What the task asks >> Print the entire listing below verbatim, leaving out the pictures.

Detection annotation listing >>
----------

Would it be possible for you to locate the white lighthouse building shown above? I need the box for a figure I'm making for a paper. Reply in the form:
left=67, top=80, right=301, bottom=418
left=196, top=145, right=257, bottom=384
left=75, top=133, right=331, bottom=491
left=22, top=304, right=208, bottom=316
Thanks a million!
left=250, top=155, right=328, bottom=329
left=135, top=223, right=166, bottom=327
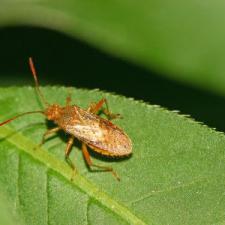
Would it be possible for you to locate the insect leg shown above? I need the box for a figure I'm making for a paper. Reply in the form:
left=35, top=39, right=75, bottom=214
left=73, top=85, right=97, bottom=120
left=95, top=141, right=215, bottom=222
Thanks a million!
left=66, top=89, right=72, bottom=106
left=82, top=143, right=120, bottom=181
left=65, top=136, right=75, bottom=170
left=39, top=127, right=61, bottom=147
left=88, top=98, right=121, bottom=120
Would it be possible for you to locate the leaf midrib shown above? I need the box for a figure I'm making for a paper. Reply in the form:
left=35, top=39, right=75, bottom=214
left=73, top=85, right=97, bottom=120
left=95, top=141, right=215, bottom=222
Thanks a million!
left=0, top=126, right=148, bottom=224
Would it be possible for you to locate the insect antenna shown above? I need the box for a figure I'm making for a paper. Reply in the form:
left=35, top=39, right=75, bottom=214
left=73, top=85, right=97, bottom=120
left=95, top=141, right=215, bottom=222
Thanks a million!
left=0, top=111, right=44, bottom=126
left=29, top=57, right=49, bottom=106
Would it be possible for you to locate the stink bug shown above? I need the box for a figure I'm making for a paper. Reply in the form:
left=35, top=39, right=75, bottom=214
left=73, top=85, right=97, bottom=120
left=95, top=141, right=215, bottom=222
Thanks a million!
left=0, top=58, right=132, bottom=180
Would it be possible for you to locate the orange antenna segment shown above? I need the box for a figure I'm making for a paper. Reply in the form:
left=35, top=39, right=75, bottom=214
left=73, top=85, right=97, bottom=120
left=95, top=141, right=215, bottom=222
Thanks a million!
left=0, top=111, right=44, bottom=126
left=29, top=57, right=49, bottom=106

----------

Solution below >>
Would it be possible for you to locate the white lighthouse building shown above? I need the box for a figure I'm making for a paper. Reply in the form:
left=67, top=80, right=301, bottom=418
left=196, top=145, right=257, bottom=384
left=75, top=133, right=331, bottom=491
left=22, top=304, right=208, bottom=316
Thanks a million!
left=250, top=155, right=328, bottom=329
left=135, top=223, right=166, bottom=327
Would it be possible for you to locate the insect leg shown above? I need the box for a figure I'm making for a paper. Reply in the form:
left=35, top=39, right=75, bottom=214
left=73, top=85, right=97, bottom=120
left=95, top=141, right=215, bottom=222
Thanks a million!
left=66, top=89, right=72, bottom=106
left=82, top=143, right=120, bottom=181
left=65, top=136, right=75, bottom=170
left=39, top=127, right=61, bottom=147
left=88, top=98, right=121, bottom=120
Would it be possible for you to locate the leaf midrib shown above? I need the box for a figure I'm making for a paper. Reply in the form:
left=35, top=39, right=75, bottom=214
left=73, top=85, right=97, bottom=120
left=95, top=141, right=215, bottom=222
Thanks a million!
left=0, top=126, right=148, bottom=224
Would it be possible for you to locate the insect antenna shown above? I need the box for a figure I'm making for a paper. Reply in the form:
left=35, top=39, right=75, bottom=214
left=73, top=85, right=97, bottom=120
left=95, top=141, right=215, bottom=222
Thanks a million!
left=0, top=111, right=44, bottom=126
left=29, top=57, right=49, bottom=106
Would it be possible for you to locate the stink bug shown above? I need the box for a figure I'm making for a paper. Reply in the form:
left=35, top=39, right=75, bottom=214
left=73, top=85, right=97, bottom=120
left=95, top=141, right=215, bottom=222
Thanks a million!
left=0, top=58, right=132, bottom=180
Would it be possible for you to locate the orange antenna segment shown above? I need the box for a figure I'm making for a paper. Reply in the form:
left=35, top=39, right=75, bottom=214
left=73, top=85, right=97, bottom=120
left=95, top=141, right=215, bottom=222
Thanks a million!
left=0, top=111, right=44, bottom=126
left=29, top=57, right=49, bottom=106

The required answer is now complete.